▶ **Dataset excerpts on object pointing**
— START —
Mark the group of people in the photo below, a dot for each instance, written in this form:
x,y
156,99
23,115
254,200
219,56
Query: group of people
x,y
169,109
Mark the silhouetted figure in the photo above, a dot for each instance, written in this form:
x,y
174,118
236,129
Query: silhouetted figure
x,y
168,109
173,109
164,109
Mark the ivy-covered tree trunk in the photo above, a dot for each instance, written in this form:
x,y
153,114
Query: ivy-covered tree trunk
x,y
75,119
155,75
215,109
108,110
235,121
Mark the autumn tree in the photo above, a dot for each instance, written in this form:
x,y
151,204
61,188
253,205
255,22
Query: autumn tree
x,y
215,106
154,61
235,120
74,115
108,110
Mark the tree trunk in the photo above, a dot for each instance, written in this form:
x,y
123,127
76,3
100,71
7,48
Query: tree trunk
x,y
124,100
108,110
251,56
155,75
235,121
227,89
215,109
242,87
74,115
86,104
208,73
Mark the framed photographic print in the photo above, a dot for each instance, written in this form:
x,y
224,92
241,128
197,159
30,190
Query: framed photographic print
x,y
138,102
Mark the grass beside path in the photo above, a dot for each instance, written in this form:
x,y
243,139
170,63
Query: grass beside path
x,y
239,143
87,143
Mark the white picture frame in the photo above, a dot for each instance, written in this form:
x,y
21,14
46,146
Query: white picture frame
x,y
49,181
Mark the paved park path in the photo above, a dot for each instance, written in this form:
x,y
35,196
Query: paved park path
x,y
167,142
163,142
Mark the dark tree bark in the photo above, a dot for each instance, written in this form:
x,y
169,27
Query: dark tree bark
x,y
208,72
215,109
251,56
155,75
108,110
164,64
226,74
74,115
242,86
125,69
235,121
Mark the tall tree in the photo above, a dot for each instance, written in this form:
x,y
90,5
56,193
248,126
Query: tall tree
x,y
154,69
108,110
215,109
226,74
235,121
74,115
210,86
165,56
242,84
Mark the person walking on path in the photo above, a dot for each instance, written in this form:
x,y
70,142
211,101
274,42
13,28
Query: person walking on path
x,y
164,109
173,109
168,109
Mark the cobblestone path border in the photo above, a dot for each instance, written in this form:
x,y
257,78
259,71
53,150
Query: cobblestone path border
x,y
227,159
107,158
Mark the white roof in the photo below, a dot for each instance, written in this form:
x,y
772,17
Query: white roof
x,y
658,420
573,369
— END —
Output the complete data exactly as written.

Mark the group of people in the photo below, a dot for each instance, written in this form:
x,y
156,99
23,115
254,200
219,56
Query: group of people
x,y
169,109
Mark the silhouetted figure in the photo above, a dot for each instance, written in this form:
x,y
174,118
236,129
Query: silhouetted figure
x,y
168,109
173,109
164,109
Mark the ivy-covered tree trunk in the photo above, a dot for each instance, written in this form:
x,y
153,114
Query: ivy-covered tree trunk
x,y
75,119
155,75
215,109
108,110
235,121
Mark the autumn tree in the photo above, a dot for each instance, written in this form:
x,y
151,204
61,188
253,205
255,22
Query: autumn tree
x,y
215,106
154,61
235,120
74,115
108,110
Mark the tree trunk in the photo above, a dot for each instance, written in this form:
x,y
123,127
76,3
100,71
7,48
Query: tree trunk
x,y
124,100
108,110
251,56
155,75
235,121
227,89
215,109
242,87
74,115
86,104
208,73
Mark the framed photographic print in the photo above, a dot for each instance, written in this form:
x,y
224,92
241,128
197,159
30,190
Query: framed photographic print
x,y
138,102
Mark the grass beside path in the photo above, a dot for each instance, written in this form:
x,y
243,139
170,63
Query: grass beside path
x,y
239,143
87,143
Mark the white picture frame in the photo above, a dot for each instance, written in this form:
x,y
21,14
46,146
Query: white picture frame
x,y
49,181
Mark the paved park path in the photo above, a dot for each instance, written in this form:
x,y
35,196
Query: paved park path
x,y
167,142
163,142
Mark the dark tree bark in the photo above, a dot for each instance, written in this form:
x,y
169,27
Query: dark tree bark
x,y
208,72
215,109
251,56
155,75
108,110
164,64
226,74
74,115
242,86
125,69
235,121
Mark the tall tree in the photo above, a dot for each instance, written in this form:
x,y
90,5
56,193
248,126
Query: tall tree
x,y
154,69
108,110
215,109
226,74
235,121
74,115
210,86
165,56
242,84
Mark the person walking on path in the photo above, a dot for each instance, written in this form:
x,y
70,142
211,101
274,42
13,28
Query: person walking on path
x,y
164,109
173,109
168,109
Mark the cobblestone path border in the photo above, a dot for each instance, written in this form:
x,y
257,78
259,71
53,150
Query: cobblestone path border
x,y
227,159
107,158
Mark the white roof in the photo below, a dot for each instance, written in this form:
x,y
772,17
Query: white roof
x,y
658,420
573,369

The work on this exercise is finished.